5 Mars 2020

Article

Marie-Noëlle Robert

Depuis bientôt quatre-vingt-dix ans, la légende de 42nd Street résonne encore

Une rue, un film, une comédie musicale, 42nd Street est tout cela à la fois. Du long métrage de Lloyd Bacon à l’adaptation de Stephen Mear en passant par la rue nouvellement gentrifiée qui sert de décor au film comme au spectacle, promenons-nous, d’une époque à l’autre, le long de la 42e rue.

Avant d’être la comédie musicale aux milliers de représentations acclamée dans le monde entier, 42nd Street est avant tout un long métrage. Produit en 1933, pendant les grandes heures de la comédie musicale, il est le miroir de l’âge d’or de Broadway. La 42e rue, rue emblématique de New York et scène du film éponyme, était fréquentée par des fêtards et des prostituées. Elle est désormais complètement gentrifiée. « J’adore la 42e rue, j’y ai même présenté Mary Poppins, je me sens très chanceux d’avoir pu présenter un spectacle à Broadway », confie au Tchât le metteur en scène de 42nd Street Stephen Mear.

▸ **EXTRAIT DES DONNÉES**

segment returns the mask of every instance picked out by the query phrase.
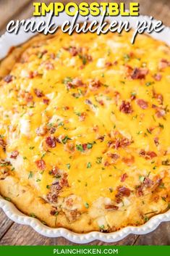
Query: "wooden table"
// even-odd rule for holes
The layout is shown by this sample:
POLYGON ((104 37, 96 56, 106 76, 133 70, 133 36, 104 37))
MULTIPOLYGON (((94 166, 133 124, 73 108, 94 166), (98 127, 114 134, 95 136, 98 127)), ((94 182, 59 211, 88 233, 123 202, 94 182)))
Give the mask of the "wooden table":
MULTIPOLYGON (((5 31, 7 22, 14 19, 25 19, 32 15, 33 1, 30 0, 0 0, 0 34, 5 31)), ((55 1, 46 1, 46 2, 55 1)), ((67 2, 68 1, 63 1, 67 2)), ((79 2, 80 1, 75 1, 79 2)), ((119 1, 114 1, 119 2, 119 1)), ((124 1, 127 4, 132 1, 124 1)), ((154 17, 170 25, 169 0, 140 0, 140 14, 154 17)), ((127 6, 128 7, 128 5, 127 6)), ((37 234, 29 226, 18 225, 10 220, 0 210, 0 244, 5 245, 64 245, 73 244, 64 238, 50 239, 37 234)), ((89 244, 109 244, 95 241, 89 244)), ((159 244, 170 245, 170 222, 163 223, 153 232, 144 235, 129 235, 121 241, 109 244, 159 244)))

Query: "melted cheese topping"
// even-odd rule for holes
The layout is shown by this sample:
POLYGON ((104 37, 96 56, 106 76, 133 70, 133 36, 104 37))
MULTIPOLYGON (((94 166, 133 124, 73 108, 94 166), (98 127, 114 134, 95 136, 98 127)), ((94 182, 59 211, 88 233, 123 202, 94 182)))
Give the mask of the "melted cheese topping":
POLYGON ((154 186, 163 187, 162 210, 169 202, 170 51, 130 37, 57 33, 30 45, 1 81, 1 166, 101 229, 102 204, 116 215, 154 186))

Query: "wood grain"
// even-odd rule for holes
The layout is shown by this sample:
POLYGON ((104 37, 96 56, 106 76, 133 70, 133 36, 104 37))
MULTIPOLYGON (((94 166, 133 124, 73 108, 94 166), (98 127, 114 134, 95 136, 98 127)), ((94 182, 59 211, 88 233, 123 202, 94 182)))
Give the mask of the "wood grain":
MULTIPOLYGON (((33 12, 33 2, 30 0, 0 0, 0 35, 5 30, 7 22, 11 20, 26 19, 32 16, 33 12)), ((48 4, 55 0, 46 0, 48 4)), ((69 1, 61 1, 67 3, 69 1)), ((74 1, 79 3, 81 1, 74 1)), ((92 2, 94 1, 88 1, 92 2)), ((114 1, 120 2, 122 1, 114 1)), ((125 0, 126 7, 129 2, 136 1, 125 0)), ((170 1, 169 0, 138 0, 140 13, 153 16, 157 20, 161 20, 166 25, 170 25, 170 1)), ((95 241, 88 244, 113 244, 113 245, 170 245, 170 223, 163 223, 153 232, 143 236, 129 235, 117 243, 104 243, 95 241)), ((0 210, 0 244, 1 245, 72 245, 73 243, 59 237, 51 239, 37 234, 32 228, 18 225, 10 220, 0 210)))

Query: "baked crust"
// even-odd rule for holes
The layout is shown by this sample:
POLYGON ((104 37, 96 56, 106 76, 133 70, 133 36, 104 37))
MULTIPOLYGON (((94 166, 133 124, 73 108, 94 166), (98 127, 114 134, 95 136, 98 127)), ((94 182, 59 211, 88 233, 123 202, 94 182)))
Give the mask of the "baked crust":
POLYGON ((170 50, 130 36, 39 35, 1 62, 0 194, 48 226, 111 232, 169 208, 170 50))

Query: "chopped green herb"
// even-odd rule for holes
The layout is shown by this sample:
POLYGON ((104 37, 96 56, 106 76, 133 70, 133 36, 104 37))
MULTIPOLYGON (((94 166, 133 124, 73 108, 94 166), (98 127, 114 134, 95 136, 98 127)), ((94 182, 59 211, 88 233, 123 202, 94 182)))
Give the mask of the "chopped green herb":
POLYGON ((63 80, 63 83, 64 83, 64 84, 67 84, 67 83, 72 82, 72 78, 70 78, 70 77, 69 77, 69 76, 67 76, 67 78, 65 78, 63 80))
POLYGON ((129 62, 129 60, 130 59, 129 55, 129 54, 124 54, 124 59, 126 62, 129 62))
POLYGON ((36 215, 33 212, 30 213, 30 216, 32 218, 37 218, 36 215))
POLYGON ((66 166, 67 167, 68 169, 69 169, 71 167, 70 164, 67 164, 66 166))
POLYGON ((91 163, 89 162, 88 164, 87 164, 87 168, 91 168, 91 163))
POLYGON ((65 144, 68 140, 71 140, 72 139, 69 138, 68 136, 65 136, 65 137, 61 140, 62 143, 65 144))
POLYGON ((156 122, 156 118, 153 115, 152 115, 152 117, 153 117, 153 120, 156 122))
POLYGON ((99 226, 99 228, 100 228, 101 230, 103 230, 103 229, 104 229, 104 225, 100 226, 99 226))
POLYGON ((9 197, 4 197, 5 200, 11 202, 11 199, 9 197))
POLYGON ((43 159, 43 158, 45 157, 46 154, 46 152, 43 152, 43 153, 42 154, 41 158, 43 159))
POLYGON ((139 135, 139 134, 142 134, 143 133, 143 131, 139 131, 137 134, 139 135))
POLYGON ((147 83, 145 83, 145 86, 151 86, 153 83, 154 83, 154 82, 147 82, 147 83))
POLYGON ((37 57, 38 57, 38 59, 41 59, 42 58, 42 57, 43 57, 43 53, 42 52, 38 52, 38 55, 37 55, 37 57))
POLYGON ((87 208, 87 209, 89 208, 89 205, 88 205, 88 202, 85 202, 85 208, 87 208))
POLYGON ((141 183, 144 181, 145 178, 145 176, 139 176, 139 180, 141 183))
POLYGON ((4 167, 4 166, 9 166, 10 165, 10 162, 1 162, 0 166, 1 167, 4 167))
POLYGON ((162 197, 161 198, 162 198, 163 201, 166 202, 166 197, 162 197))
POLYGON ((59 51, 58 51, 58 53, 56 54, 56 57, 57 57, 57 58, 60 58, 60 57, 61 57, 61 51, 59 50, 59 51))
POLYGON ((162 161, 162 165, 170 165, 169 159, 166 159, 166 160, 162 161))
POLYGON ((80 151, 81 152, 84 152, 84 149, 82 144, 76 145, 76 149, 77 150, 80 151))
POLYGON ((147 128, 146 130, 147 130, 148 133, 151 134, 151 131, 148 128, 147 128))
POLYGON ((159 188, 160 189, 165 189, 165 184, 163 182, 161 183, 161 184, 159 185, 159 188))
POLYGON ((75 115, 77 115, 78 117, 80 117, 82 115, 82 113, 80 112, 75 112, 75 115))
POLYGON ((162 124, 161 124, 161 123, 159 123, 159 124, 158 124, 158 126, 159 126, 160 128, 161 128, 162 129, 163 129, 163 128, 164 128, 163 125, 162 125, 162 124))
POLYGON ((92 148, 93 148, 93 144, 92 144, 92 143, 88 143, 88 144, 87 144, 87 148, 88 148, 88 149, 92 149, 92 148))
POLYGON ((101 164, 101 161, 102 161, 102 157, 97 157, 97 160, 96 160, 95 162, 97 164, 101 164))

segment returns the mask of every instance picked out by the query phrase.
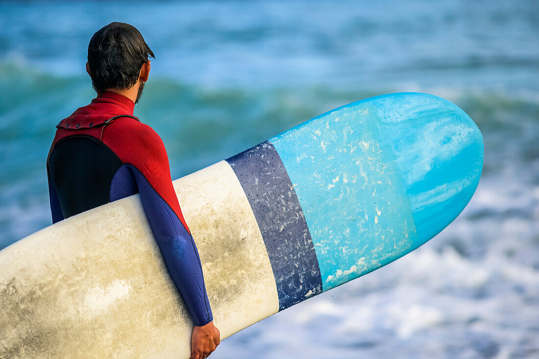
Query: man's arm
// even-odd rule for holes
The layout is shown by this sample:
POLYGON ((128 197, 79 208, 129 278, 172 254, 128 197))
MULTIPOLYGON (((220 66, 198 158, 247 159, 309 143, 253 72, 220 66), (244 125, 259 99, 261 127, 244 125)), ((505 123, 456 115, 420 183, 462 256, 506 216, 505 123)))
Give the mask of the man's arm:
MULTIPOLYGON (((161 172, 145 176, 139 168, 130 165, 136 180, 141 200, 172 280, 179 290, 195 326, 204 326, 213 320, 206 293, 202 268, 192 236, 167 201, 154 189, 147 177, 154 181, 167 180, 172 186, 164 159, 156 161, 162 166, 153 167, 161 172)), ((167 161, 168 167, 168 160, 167 161)), ((170 199, 171 200, 172 199, 170 199)), ((176 200, 177 201, 177 199, 176 200)))
POLYGON ((130 143, 134 155, 122 160, 135 177, 150 226, 195 325, 204 326, 213 316, 198 252, 172 186, 167 151, 153 130, 139 124, 137 138, 130 143))
POLYGON ((198 252, 172 186, 164 145, 151 127, 131 119, 120 118, 108 126, 117 128, 107 128, 103 141, 133 173, 167 267, 195 323, 191 358, 205 358, 219 344, 219 332, 213 323, 198 252))

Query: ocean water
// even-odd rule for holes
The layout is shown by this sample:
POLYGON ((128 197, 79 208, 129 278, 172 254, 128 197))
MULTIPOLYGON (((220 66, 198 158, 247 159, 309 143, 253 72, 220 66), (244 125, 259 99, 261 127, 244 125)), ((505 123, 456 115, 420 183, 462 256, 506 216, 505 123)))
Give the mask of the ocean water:
POLYGON ((539 356, 537 2, 1 2, 0 248, 51 223, 54 126, 95 97, 88 42, 112 21, 155 53, 135 114, 175 179, 388 92, 447 98, 483 134, 479 187, 445 230, 210 357, 539 356))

▸ **LISTE DES TÂCHES**
1. Recopiez l'article sur 42nd Street en commençant à « Avant d’être la » et en terminant à « Street Stephen Mear. ».
2. D'après l'article sur 42nd Street, en quelle année le long métrage a-t-il été produit ?
3. Résumez l'article sur 42nd Street en deux phrases.

▸ **RÉPONSES ATTENDUES**
1.
Avant d’être la comédie musicale aux milliers de représentations acclamée dans le monde entier, 42nd Street est avant tout un long métrage. Produit en 1933, pendant les grandes heures de la comédie musicale, il est le miroir de l’âge d’or de Broadway. La 42e rue, rue emblématique de New York et scène du film éponyme, était fréquentée par des fêtards et des prostituées. Elle est désormais complètement gentrifiée. « J’adore la 42e rue, j’y ai même présenté Mary Poppins, je me sens très chanceux d’avoir pu présenter un spectacle à Broadway », confie au Tchât le metteur en scène de 42nd Street Stephen Mear.

2. En 1933.

3. 42nd Street est à la fois une rue, un film et une comédie musicale, et le long métrage, produit en 1933, est le miroir de l'âge d'or de Broadway. La 42e rue de New York, qui sert de décor au film, était autrefois fréquentée par des fêtards et des prostituées et elle est désormais complètement gentrifiée.